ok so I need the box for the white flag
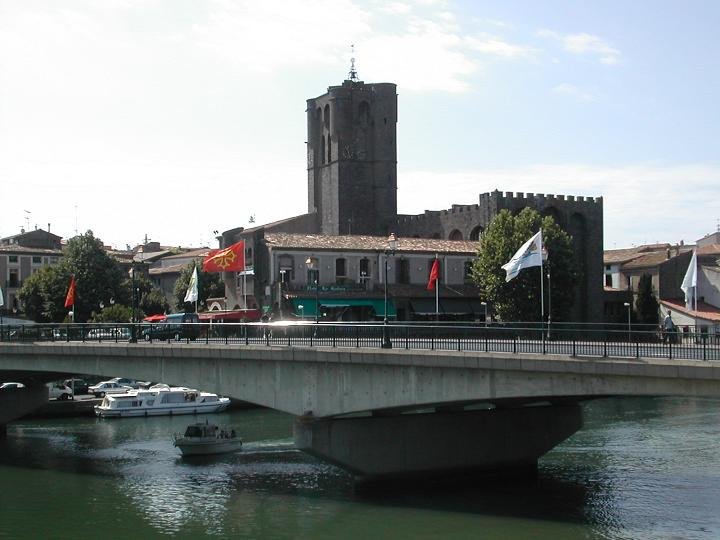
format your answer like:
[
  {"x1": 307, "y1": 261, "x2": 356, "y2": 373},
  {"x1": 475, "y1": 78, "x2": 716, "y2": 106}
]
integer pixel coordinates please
[
  {"x1": 184, "y1": 266, "x2": 199, "y2": 303},
  {"x1": 0, "y1": 286, "x2": 4, "y2": 308},
  {"x1": 680, "y1": 250, "x2": 697, "y2": 307},
  {"x1": 502, "y1": 230, "x2": 543, "y2": 282}
]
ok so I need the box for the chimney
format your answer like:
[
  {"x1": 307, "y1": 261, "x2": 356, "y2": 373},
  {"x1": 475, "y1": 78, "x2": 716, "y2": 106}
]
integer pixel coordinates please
[{"x1": 48, "y1": 223, "x2": 51, "y2": 234}]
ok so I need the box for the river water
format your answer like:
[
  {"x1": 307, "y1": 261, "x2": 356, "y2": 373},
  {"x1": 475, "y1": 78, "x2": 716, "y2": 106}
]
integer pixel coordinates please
[{"x1": 1, "y1": 397, "x2": 719, "y2": 539}]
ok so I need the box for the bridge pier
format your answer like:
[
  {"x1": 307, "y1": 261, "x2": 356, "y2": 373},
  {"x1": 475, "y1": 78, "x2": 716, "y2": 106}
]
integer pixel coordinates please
[
  {"x1": 0, "y1": 385, "x2": 48, "y2": 436},
  {"x1": 294, "y1": 404, "x2": 582, "y2": 483}
]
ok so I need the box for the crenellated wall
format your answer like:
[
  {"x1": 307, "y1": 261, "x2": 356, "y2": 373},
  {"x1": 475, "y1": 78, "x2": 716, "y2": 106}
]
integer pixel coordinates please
[{"x1": 395, "y1": 189, "x2": 604, "y2": 322}]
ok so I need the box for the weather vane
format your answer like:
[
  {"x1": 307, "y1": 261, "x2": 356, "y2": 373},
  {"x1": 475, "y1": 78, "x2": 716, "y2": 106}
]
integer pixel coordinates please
[{"x1": 348, "y1": 44, "x2": 358, "y2": 82}]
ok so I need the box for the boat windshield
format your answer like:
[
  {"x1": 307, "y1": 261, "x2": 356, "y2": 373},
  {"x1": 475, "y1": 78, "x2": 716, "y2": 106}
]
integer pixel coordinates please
[{"x1": 184, "y1": 426, "x2": 203, "y2": 437}]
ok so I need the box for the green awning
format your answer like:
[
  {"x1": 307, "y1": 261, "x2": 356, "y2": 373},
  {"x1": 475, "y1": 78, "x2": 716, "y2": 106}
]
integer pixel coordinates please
[{"x1": 291, "y1": 298, "x2": 396, "y2": 318}]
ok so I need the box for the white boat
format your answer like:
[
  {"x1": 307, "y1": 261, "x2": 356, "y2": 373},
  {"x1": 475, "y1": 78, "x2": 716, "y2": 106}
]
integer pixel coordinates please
[
  {"x1": 94, "y1": 384, "x2": 230, "y2": 418},
  {"x1": 173, "y1": 421, "x2": 242, "y2": 456}
]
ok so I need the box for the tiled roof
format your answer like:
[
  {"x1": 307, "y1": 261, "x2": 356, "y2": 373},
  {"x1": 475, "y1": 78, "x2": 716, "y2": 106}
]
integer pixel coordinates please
[
  {"x1": 264, "y1": 233, "x2": 479, "y2": 254},
  {"x1": 603, "y1": 244, "x2": 670, "y2": 264},
  {"x1": 0, "y1": 245, "x2": 62, "y2": 255},
  {"x1": 161, "y1": 248, "x2": 210, "y2": 260},
  {"x1": 698, "y1": 243, "x2": 720, "y2": 256},
  {"x1": 149, "y1": 264, "x2": 187, "y2": 275},
  {"x1": 660, "y1": 299, "x2": 720, "y2": 323},
  {"x1": 621, "y1": 252, "x2": 668, "y2": 269}
]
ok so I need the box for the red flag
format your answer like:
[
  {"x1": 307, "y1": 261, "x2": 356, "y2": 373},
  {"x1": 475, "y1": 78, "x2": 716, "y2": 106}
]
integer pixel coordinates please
[
  {"x1": 427, "y1": 259, "x2": 440, "y2": 291},
  {"x1": 202, "y1": 240, "x2": 245, "y2": 273},
  {"x1": 64, "y1": 276, "x2": 76, "y2": 308}
]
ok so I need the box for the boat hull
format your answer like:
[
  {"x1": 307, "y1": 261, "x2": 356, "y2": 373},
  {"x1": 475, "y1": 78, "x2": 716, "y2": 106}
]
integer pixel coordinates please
[
  {"x1": 174, "y1": 438, "x2": 243, "y2": 456},
  {"x1": 95, "y1": 401, "x2": 230, "y2": 418}
]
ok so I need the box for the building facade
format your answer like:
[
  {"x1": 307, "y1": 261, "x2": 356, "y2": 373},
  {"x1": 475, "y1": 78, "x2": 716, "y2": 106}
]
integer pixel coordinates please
[{"x1": 220, "y1": 75, "x2": 605, "y2": 322}]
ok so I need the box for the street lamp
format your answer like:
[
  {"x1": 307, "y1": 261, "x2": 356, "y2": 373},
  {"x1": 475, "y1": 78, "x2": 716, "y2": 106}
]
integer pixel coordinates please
[
  {"x1": 624, "y1": 302, "x2": 631, "y2": 342},
  {"x1": 279, "y1": 269, "x2": 287, "y2": 319},
  {"x1": 129, "y1": 246, "x2": 144, "y2": 343},
  {"x1": 298, "y1": 304, "x2": 304, "y2": 320},
  {"x1": 481, "y1": 301, "x2": 487, "y2": 327},
  {"x1": 305, "y1": 257, "x2": 319, "y2": 325},
  {"x1": 382, "y1": 233, "x2": 397, "y2": 349},
  {"x1": 547, "y1": 268, "x2": 552, "y2": 339}
]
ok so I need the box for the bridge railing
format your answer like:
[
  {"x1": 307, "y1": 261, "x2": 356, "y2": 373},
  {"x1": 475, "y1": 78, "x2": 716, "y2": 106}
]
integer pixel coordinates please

◇ ◇ ◇ ◇

### EXERCISE
Please make an exact copy of the records, leaving out any picture.

### TASK SOLUTION
ok so I need the box for the white flag
format your answer like:
[
  {"x1": 307, "y1": 261, "x2": 356, "y2": 373},
  {"x1": 475, "y1": 78, "x2": 716, "y2": 106}
]
integer pixel coordinates please
[
  {"x1": 184, "y1": 266, "x2": 199, "y2": 303},
  {"x1": 0, "y1": 286, "x2": 4, "y2": 308},
  {"x1": 680, "y1": 250, "x2": 697, "y2": 307},
  {"x1": 502, "y1": 230, "x2": 543, "y2": 282}
]
ok so I need the box for the chimney
format your answer like:
[
  {"x1": 307, "y1": 261, "x2": 356, "y2": 373},
  {"x1": 475, "y1": 78, "x2": 716, "y2": 106}
]
integer pixel coordinates please
[{"x1": 48, "y1": 223, "x2": 51, "y2": 234}]
ok so I need the box for the river water
format your answer like:
[
  {"x1": 307, "y1": 261, "x2": 356, "y2": 373},
  {"x1": 475, "y1": 78, "x2": 716, "y2": 106}
]
integer pixel coordinates please
[{"x1": 1, "y1": 397, "x2": 719, "y2": 539}]
ok so I need the box for the bridge pier
format your answer like:
[
  {"x1": 307, "y1": 261, "x2": 356, "y2": 373},
  {"x1": 475, "y1": 78, "x2": 716, "y2": 106}
]
integer pixel coordinates please
[
  {"x1": 0, "y1": 385, "x2": 48, "y2": 436},
  {"x1": 294, "y1": 404, "x2": 582, "y2": 483}
]
ok so I need the box for the crenellated wall
format your answer like:
[
  {"x1": 307, "y1": 261, "x2": 356, "y2": 373},
  {"x1": 475, "y1": 78, "x2": 716, "y2": 106}
]
integer pixel coordinates please
[{"x1": 395, "y1": 189, "x2": 604, "y2": 322}]
ok so I need the box for the weather vane
format your answer like:
[
  {"x1": 307, "y1": 261, "x2": 356, "y2": 373},
  {"x1": 475, "y1": 78, "x2": 716, "y2": 106}
]
integer pixel coordinates please
[{"x1": 348, "y1": 44, "x2": 358, "y2": 82}]
ok so I need the box for the boat windshield
format your answer like:
[
  {"x1": 307, "y1": 261, "x2": 356, "y2": 373},
  {"x1": 475, "y1": 78, "x2": 716, "y2": 106}
]
integer pixel coordinates please
[{"x1": 184, "y1": 426, "x2": 203, "y2": 437}]
ok so I need the box for the green awning
format your answer like:
[
  {"x1": 307, "y1": 261, "x2": 356, "y2": 373},
  {"x1": 475, "y1": 78, "x2": 716, "y2": 106}
]
integer pixel coordinates please
[{"x1": 291, "y1": 298, "x2": 396, "y2": 318}]
ok so I need the box for the white boat
format your answer like:
[
  {"x1": 307, "y1": 261, "x2": 356, "y2": 373},
  {"x1": 475, "y1": 78, "x2": 716, "y2": 106}
]
integer pixel coordinates please
[
  {"x1": 94, "y1": 384, "x2": 230, "y2": 418},
  {"x1": 173, "y1": 421, "x2": 242, "y2": 456}
]
ok so I need the box for the tiled roof
format your answer like:
[
  {"x1": 307, "y1": 261, "x2": 356, "y2": 373},
  {"x1": 475, "y1": 78, "x2": 716, "y2": 106}
]
integer pixel coordinates please
[
  {"x1": 264, "y1": 233, "x2": 479, "y2": 254},
  {"x1": 603, "y1": 244, "x2": 670, "y2": 264},
  {"x1": 0, "y1": 245, "x2": 62, "y2": 255},
  {"x1": 161, "y1": 248, "x2": 210, "y2": 260},
  {"x1": 698, "y1": 243, "x2": 720, "y2": 256},
  {"x1": 149, "y1": 264, "x2": 187, "y2": 275},
  {"x1": 660, "y1": 299, "x2": 720, "y2": 323},
  {"x1": 621, "y1": 252, "x2": 668, "y2": 269}
]
ok so I need the box for the red flag
format your answer like:
[
  {"x1": 307, "y1": 261, "x2": 356, "y2": 373},
  {"x1": 475, "y1": 78, "x2": 716, "y2": 106}
]
integer pixel coordinates please
[
  {"x1": 427, "y1": 259, "x2": 440, "y2": 291},
  {"x1": 202, "y1": 240, "x2": 245, "y2": 273},
  {"x1": 64, "y1": 276, "x2": 76, "y2": 308}
]
ok so I need the box for the boat hull
format your answer like:
[
  {"x1": 307, "y1": 261, "x2": 356, "y2": 373},
  {"x1": 475, "y1": 78, "x2": 716, "y2": 106}
]
integer pixel coordinates please
[
  {"x1": 174, "y1": 438, "x2": 243, "y2": 456},
  {"x1": 95, "y1": 401, "x2": 230, "y2": 418}
]
ok so I need the box for the building facade
format your answer like:
[
  {"x1": 307, "y1": 261, "x2": 356, "y2": 373},
  {"x1": 475, "y1": 78, "x2": 716, "y2": 106}
]
integer pixel coordinates please
[{"x1": 220, "y1": 75, "x2": 605, "y2": 322}]
ok so I need the box for the street lamp
format your answer like:
[
  {"x1": 307, "y1": 261, "x2": 356, "y2": 373},
  {"x1": 475, "y1": 78, "x2": 716, "y2": 106}
]
integer pixel coordinates please
[
  {"x1": 624, "y1": 302, "x2": 631, "y2": 342},
  {"x1": 279, "y1": 269, "x2": 287, "y2": 319},
  {"x1": 129, "y1": 246, "x2": 144, "y2": 343},
  {"x1": 298, "y1": 304, "x2": 304, "y2": 320},
  {"x1": 481, "y1": 301, "x2": 487, "y2": 327},
  {"x1": 305, "y1": 257, "x2": 319, "y2": 325},
  {"x1": 382, "y1": 233, "x2": 397, "y2": 349},
  {"x1": 547, "y1": 268, "x2": 552, "y2": 339}
]
ok so I need the box for the bridge railing
format your answer like:
[
  {"x1": 307, "y1": 261, "x2": 356, "y2": 373},
  {"x1": 475, "y1": 78, "x2": 716, "y2": 106}
]
integer pixel coordinates please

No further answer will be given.